## Records for processing
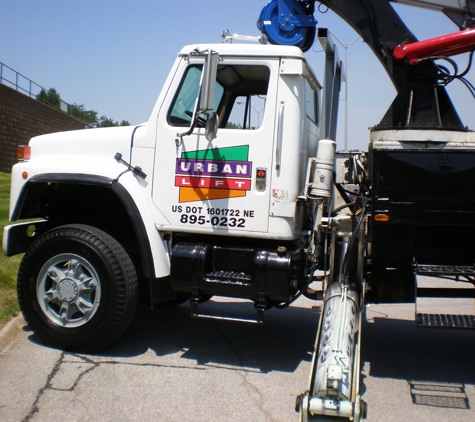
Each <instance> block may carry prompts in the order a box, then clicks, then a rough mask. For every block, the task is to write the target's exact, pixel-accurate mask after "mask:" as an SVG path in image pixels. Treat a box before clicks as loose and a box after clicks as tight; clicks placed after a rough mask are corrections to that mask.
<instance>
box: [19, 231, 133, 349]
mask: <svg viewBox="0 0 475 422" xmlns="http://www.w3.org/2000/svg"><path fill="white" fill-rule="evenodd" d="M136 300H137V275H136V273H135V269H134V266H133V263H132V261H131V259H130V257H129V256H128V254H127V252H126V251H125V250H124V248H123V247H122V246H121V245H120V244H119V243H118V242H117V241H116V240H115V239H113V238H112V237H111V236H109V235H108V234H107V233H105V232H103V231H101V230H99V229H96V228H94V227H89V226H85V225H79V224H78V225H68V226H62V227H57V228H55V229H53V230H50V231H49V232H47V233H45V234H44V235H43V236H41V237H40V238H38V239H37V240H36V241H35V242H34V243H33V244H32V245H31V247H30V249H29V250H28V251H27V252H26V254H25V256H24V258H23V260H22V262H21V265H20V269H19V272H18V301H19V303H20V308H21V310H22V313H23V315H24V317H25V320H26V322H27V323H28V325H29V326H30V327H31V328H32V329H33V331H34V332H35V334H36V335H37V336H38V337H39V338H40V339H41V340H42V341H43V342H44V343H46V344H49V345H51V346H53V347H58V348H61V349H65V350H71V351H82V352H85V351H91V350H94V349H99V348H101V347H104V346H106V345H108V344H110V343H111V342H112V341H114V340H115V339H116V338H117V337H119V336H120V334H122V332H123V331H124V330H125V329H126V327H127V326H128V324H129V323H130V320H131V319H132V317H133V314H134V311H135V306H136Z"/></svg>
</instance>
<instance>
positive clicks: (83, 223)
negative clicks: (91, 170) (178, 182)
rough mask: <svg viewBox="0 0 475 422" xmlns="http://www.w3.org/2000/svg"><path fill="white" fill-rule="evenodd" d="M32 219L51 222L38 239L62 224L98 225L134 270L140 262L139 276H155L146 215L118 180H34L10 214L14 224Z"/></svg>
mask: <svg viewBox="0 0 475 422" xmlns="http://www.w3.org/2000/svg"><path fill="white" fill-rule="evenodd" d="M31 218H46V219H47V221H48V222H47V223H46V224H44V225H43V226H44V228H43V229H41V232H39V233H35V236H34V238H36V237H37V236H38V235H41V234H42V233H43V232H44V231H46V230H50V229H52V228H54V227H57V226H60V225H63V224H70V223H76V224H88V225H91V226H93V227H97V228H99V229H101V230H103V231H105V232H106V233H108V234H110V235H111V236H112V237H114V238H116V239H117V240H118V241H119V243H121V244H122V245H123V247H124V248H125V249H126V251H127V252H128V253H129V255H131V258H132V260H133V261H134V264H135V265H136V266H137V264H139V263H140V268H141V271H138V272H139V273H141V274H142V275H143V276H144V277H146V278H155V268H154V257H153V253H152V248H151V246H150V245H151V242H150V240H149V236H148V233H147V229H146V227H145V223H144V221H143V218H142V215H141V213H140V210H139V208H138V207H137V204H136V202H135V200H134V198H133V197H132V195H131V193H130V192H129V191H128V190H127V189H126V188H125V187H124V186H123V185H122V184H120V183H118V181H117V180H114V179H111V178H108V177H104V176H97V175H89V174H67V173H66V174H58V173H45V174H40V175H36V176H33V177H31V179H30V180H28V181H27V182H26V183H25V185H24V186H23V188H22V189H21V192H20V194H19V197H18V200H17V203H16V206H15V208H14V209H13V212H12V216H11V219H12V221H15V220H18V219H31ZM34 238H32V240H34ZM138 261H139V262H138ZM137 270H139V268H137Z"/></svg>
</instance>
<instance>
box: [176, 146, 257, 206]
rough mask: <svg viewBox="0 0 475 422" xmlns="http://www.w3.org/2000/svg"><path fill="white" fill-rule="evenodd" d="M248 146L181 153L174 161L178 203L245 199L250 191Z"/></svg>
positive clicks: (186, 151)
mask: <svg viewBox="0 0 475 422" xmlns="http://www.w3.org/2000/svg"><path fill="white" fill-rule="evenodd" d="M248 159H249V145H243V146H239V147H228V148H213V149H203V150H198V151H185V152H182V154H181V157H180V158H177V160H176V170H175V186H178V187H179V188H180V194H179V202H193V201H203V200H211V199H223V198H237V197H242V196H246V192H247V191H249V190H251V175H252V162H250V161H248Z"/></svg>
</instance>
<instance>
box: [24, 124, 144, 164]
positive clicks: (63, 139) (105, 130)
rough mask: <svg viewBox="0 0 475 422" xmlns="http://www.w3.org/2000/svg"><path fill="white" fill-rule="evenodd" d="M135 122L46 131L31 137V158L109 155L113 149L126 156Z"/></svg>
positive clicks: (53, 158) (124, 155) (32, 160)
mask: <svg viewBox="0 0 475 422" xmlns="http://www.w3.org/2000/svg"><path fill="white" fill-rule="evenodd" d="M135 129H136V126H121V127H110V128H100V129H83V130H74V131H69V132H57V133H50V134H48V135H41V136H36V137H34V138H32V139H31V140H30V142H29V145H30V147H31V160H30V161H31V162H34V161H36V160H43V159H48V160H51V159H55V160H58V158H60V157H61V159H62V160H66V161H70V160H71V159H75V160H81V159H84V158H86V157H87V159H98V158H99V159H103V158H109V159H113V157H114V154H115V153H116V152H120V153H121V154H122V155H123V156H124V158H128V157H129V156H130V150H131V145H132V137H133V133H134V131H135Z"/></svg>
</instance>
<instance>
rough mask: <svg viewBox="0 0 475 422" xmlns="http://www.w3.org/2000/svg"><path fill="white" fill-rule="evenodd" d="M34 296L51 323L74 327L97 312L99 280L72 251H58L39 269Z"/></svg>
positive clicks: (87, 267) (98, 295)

## Work instruction
Could you give the material above again, exactly and without its pictures?

## Reply
Each <instance> block may carry prompts in the order a box, then clicks, then a rough mask. For every block, the task is to write the target's exact, pixel-accurate mask after "mask:" as an SVG path in image pixels. Treat a box before clicks as loose and a box after clicks as tight; clicks placed after a rough mask are corrections to that mask.
<instance>
box: [19, 231, 133, 349]
mask: <svg viewBox="0 0 475 422" xmlns="http://www.w3.org/2000/svg"><path fill="white" fill-rule="evenodd" d="M136 300H137V275H136V273H135V269H134V266H133V263H132V261H131V259H130V257H129V256H128V254H127V252H126V251H125V250H124V248H123V247H122V246H121V245H120V244H119V243H118V242H117V241H116V240H115V239H113V238H112V237H111V236H109V235H108V234H107V233H105V232H103V231H101V230H99V229H96V228H94V227H89V226H85V225H79V224H78V225H68V226H62V227H57V228H55V229H53V230H50V231H49V232H47V233H45V234H44V235H43V236H41V237H40V238H38V239H37V240H36V241H35V242H34V243H33V244H32V245H31V247H30V249H29V250H28V251H27V252H26V254H25V256H24V258H23V260H22V262H21V265H20V269H19V272H18V301H19V303H20V308H21V310H22V313H23V315H24V317H25V320H26V322H27V323H28V325H29V326H30V327H31V328H32V329H33V331H34V332H35V334H36V335H37V336H38V337H39V338H40V339H41V340H42V341H43V342H44V343H46V344H49V345H51V346H53V347H58V348H61V349H65V350H71V351H82V352H85V351H91V350H94V349H99V348H101V347H104V346H106V345H108V344H110V343H111V342H112V341H114V340H115V339H116V338H117V337H119V336H120V334H122V332H123V331H124V330H125V329H126V327H127V326H128V324H129V323H130V320H131V319H132V317H133V314H134V311H135V306H136Z"/></svg>
</instance>
<instance>
positive clicks: (83, 223)
negative clicks: (91, 170) (178, 182)
rough mask: <svg viewBox="0 0 475 422" xmlns="http://www.w3.org/2000/svg"><path fill="white" fill-rule="evenodd" d="M32 219L51 222L38 239L62 224L98 225L134 270L140 262L139 276H155L146 215L118 180H34L10 214L14 224Z"/></svg>
mask: <svg viewBox="0 0 475 422" xmlns="http://www.w3.org/2000/svg"><path fill="white" fill-rule="evenodd" d="M31 218H46V219H47V221H48V222H47V223H46V224H44V225H43V226H44V228H43V229H41V232H39V233H35V236H34V238H36V237H37V236H38V235H41V234H42V233H43V232H44V231H46V230H50V229H52V228H54V227H57V226H60V225H63V224H70V223H76V224H88V225H91V226H93V227H97V228H99V229H101V230H103V231H105V232H106V233H108V234H110V235H111V236H112V237H114V238H116V239H117V240H118V241H119V243H121V244H122V245H123V247H124V248H125V249H126V251H127V252H128V253H129V255H131V258H132V260H133V261H134V264H135V265H136V266H137V264H139V263H140V268H141V271H138V272H139V273H141V274H142V275H143V276H144V277H146V278H155V268H154V257H153V253H152V248H151V246H150V245H151V242H150V240H149V236H148V233H147V229H146V227H145V223H144V221H143V218H142V215H141V213H140V210H139V208H138V207H137V204H136V202H135V200H134V198H133V197H132V195H131V193H130V192H129V191H128V190H127V189H126V188H125V187H124V186H123V185H122V184H120V183H118V181H117V180H114V179H111V178H108V177H104V176H97V175H89V174H67V173H66V174H58V173H45V174H40V175H36V176H33V177H31V179H30V180H28V181H27V182H26V183H25V185H24V186H23V188H22V189H21V192H20V194H19V197H18V200H17V203H16V206H15V208H14V209H13V212H12V216H11V219H12V221H15V220H18V219H31ZM34 238H32V240H34ZM138 261H139V262H138ZM137 270H139V268H137Z"/></svg>
</instance>
<instance>
box: [176, 146, 257, 206]
rough mask: <svg viewBox="0 0 475 422" xmlns="http://www.w3.org/2000/svg"><path fill="white" fill-rule="evenodd" d="M248 146L181 153L174 161L178 203L245 199L250 191Z"/></svg>
positive clicks: (186, 151)
mask: <svg viewBox="0 0 475 422" xmlns="http://www.w3.org/2000/svg"><path fill="white" fill-rule="evenodd" d="M248 159H249V145H243V146H239V147H228V148H213V149H203V150H198V151H185V152H182V154H181V157H180V158H177V160H176V170H175V186H178V187H179V188H180V194H179V202H193V201H203V200H211V199H223V198H237V197H242V196H246V192H247V191H249V190H251V175H252V162H250V161H248Z"/></svg>
</instance>
<instance>
box: [24, 124, 144, 164]
positive clicks: (63, 139) (105, 130)
rough mask: <svg viewBox="0 0 475 422" xmlns="http://www.w3.org/2000/svg"><path fill="white" fill-rule="evenodd" d="M135 122L46 131L31 137V158L109 155L113 149L126 156Z"/></svg>
positive clicks: (53, 158) (124, 155) (32, 160)
mask: <svg viewBox="0 0 475 422" xmlns="http://www.w3.org/2000/svg"><path fill="white" fill-rule="evenodd" d="M135 129H136V126H121V127H110V128H100V129H83V130H74V131H69V132H57V133H50V134H48V135H41V136H36V137H34V138H32V139H31V140H30V142H29V145H30V147H31V160H30V161H31V162H34V161H36V160H43V159H48V160H51V159H55V160H58V158H60V157H61V159H62V160H66V161H70V160H71V159H75V160H81V159H84V158H86V157H87V159H98V158H99V159H103V158H109V159H113V157H114V154H115V153H116V152H120V153H121V154H122V155H123V156H124V158H128V157H129V156H130V150H131V145H132V137H133V133H134V131H135Z"/></svg>
</instance>
<instance>
rough mask: <svg viewBox="0 0 475 422" xmlns="http://www.w3.org/2000/svg"><path fill="white" fill-rule="evenodd" d="M34 296L51 323L74 327L97 312L99 280L72 251H58L39 269Z"/></svg>
positive clicks: (87, 267) (98, 295)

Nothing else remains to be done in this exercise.